DOCUMENT EXTRACT =
Nigerians in Vietnam are mostly expatriates from Nigeria residing in Vietnam for business or economic purposes. They are part of a new wave of Nigerian emigrants going to non-traditional migration destinations such as Ethiopia, Ghana, and Mozambique rather than traditional favorites like Libya, the United Kingdom, or the United States. They refer to poor economic conditions in their homeland, including lack of electricity and public safety, as their primary motivations for emigration.

Business and employment
Many Africans, including Nigerians, run fashion shops in Tan Phu district, Ho Chi Minh City. Others are believed to have been attracted to the country by offers of contracts with Vietnamese football teams around 2006 and 2007, but were later replaced by Brazilian players and had their contracts terminated. Wages in the country are low, equivalent to just US$200/month even for a college graduate, meaning many of the migrants find it difficult to make a living.

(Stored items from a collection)
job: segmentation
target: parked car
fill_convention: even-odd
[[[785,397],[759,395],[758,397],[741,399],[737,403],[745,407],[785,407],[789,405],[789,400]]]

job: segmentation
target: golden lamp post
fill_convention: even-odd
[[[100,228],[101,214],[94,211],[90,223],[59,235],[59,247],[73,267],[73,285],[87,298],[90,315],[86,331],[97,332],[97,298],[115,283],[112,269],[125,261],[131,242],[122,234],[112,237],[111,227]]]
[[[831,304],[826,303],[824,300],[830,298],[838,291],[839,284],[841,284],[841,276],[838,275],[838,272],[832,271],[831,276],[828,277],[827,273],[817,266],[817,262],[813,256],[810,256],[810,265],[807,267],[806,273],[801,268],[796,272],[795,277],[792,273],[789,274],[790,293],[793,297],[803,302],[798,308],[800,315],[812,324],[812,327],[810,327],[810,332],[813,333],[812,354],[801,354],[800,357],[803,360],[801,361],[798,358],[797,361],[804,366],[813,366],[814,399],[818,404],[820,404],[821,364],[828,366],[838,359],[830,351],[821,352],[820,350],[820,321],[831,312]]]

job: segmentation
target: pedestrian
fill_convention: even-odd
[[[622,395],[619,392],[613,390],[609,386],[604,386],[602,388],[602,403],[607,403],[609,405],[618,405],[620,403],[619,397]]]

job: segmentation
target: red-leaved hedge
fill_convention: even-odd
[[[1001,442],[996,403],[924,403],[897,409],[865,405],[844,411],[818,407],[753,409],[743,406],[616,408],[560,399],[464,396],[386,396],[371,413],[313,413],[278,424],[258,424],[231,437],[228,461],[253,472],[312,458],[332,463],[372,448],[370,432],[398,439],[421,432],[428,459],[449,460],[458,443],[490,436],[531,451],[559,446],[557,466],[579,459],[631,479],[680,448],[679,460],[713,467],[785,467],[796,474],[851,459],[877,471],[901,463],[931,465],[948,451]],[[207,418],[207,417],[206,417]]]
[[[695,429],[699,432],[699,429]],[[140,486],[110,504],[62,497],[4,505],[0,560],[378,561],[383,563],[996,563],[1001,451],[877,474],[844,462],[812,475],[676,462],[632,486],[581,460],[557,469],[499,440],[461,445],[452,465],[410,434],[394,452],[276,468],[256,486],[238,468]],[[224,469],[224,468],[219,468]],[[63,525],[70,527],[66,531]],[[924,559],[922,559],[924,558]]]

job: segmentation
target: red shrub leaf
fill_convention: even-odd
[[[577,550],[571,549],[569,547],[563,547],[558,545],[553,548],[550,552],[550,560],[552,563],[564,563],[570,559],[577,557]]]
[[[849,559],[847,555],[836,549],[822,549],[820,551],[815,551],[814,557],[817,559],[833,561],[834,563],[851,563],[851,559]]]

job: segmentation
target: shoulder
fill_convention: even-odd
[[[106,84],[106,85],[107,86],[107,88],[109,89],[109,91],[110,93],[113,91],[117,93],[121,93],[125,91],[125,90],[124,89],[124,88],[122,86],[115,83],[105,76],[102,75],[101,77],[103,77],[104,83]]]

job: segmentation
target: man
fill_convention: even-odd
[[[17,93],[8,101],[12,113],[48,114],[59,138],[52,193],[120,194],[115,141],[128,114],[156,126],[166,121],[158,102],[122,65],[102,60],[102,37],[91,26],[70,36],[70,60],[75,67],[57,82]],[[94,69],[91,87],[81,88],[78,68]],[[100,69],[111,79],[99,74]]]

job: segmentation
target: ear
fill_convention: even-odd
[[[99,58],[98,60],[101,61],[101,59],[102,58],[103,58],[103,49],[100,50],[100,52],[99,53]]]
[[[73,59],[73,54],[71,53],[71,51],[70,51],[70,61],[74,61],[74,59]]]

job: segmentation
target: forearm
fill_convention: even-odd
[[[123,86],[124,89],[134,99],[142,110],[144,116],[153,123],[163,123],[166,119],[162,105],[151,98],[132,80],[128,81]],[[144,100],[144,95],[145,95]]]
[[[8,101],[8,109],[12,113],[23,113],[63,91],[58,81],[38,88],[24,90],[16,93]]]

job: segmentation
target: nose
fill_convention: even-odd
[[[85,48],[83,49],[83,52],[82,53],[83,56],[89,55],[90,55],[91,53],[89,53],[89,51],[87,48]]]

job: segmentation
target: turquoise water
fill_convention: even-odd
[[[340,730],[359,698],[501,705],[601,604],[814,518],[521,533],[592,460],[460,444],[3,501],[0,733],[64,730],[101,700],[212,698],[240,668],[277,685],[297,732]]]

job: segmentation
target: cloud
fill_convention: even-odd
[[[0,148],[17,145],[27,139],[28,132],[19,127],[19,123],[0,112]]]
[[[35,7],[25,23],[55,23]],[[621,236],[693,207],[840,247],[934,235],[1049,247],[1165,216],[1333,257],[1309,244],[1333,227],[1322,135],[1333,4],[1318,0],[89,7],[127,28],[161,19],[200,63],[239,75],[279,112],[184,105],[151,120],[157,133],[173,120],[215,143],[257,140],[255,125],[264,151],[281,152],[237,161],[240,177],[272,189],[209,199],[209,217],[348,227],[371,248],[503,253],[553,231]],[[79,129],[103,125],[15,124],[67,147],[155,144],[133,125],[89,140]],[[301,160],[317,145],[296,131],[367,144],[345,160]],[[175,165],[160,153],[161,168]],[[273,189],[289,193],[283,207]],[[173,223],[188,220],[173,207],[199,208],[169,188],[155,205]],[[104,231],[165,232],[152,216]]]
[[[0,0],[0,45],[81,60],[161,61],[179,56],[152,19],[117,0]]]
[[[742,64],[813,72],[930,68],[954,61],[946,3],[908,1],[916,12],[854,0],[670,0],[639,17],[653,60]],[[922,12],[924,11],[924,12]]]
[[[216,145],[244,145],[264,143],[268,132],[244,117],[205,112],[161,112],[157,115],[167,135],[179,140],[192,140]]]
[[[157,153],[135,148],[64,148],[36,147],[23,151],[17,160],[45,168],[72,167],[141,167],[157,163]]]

TASKS FOR THIS EXERCISE =
[1] In one to three sentences, explain why, according to the passage on Nigerians in Vietnam, many of the migrants find it hard to make a living there.
[2] Reproduce the stretch of the passage on Nigerians in Vietnam from "Business and employment" through "make a living.".
[3] Carry on the passage on Nigerians in Vietnam from where it stops.
The listing is separate material, apart from the passage on Nigerians in Vietnam.

TASK-BY-TASK OUTPUTS =
[1] Wages in Vietnam are low, equal to only about US$200 a month even for a college graduate. This makes it difficult for many of the migrants to earn a living.

[2]
Business and employment
Many Africans, including Nigerians, run fashion shops in Tan Phu district, Ho Chi Minh City. Others are believed to have been attracted to the country by offers of contracts with Vietnamese football teams around 2006 and 2007, but were later replaced by Brazilian players and had their contracts terminated. Wages in the country are low, equivalent to just US$200/month even for a college graduate, meaning many of the migrants find it difficult to make a living.

[3]
Community relations
Vietnam is increasingly becoming an unwelcoming destination for Nigerian migrants. The Vietnamese government, concerned by alleged negative activities of Nigerian immigrants, reportedly imposed a blanket ban on Nigerian entry to Vietnam in February 2009. Nigerians in Vietnam have been involved in drug trafficking, fraud, scamming, cyber fraud and other illegal activities. The crackdown even applied to government officials and legitimate business people. The straw which broke the camel's back was reported to be the murder of a Nigerian citizen by one of his countrymen in HCMC. Vietnamese officials also summoned the Nigerian ambassador to register their complaints. Long-time foreign residents of Ho Chi Minh City speak of an increasing level of hostility towards foreigners compared to a few years ago, stoked by media reports of Nigerian crime. Nigerian residents for their part protest that many of the crimes are attributable to visitors from other West African nations, but that Vietnamese people and media lump them all together as "Nigerians".

Community organizations
In 2009, at the suggestion of Vietnamese immigration officials, Nigerian residents formed the Nigerian Union in Vietnam in an effort of self-policing, in order to improve the public image of Nigerians and represent legitimate Nigerian businesspeople effectively to the authorities.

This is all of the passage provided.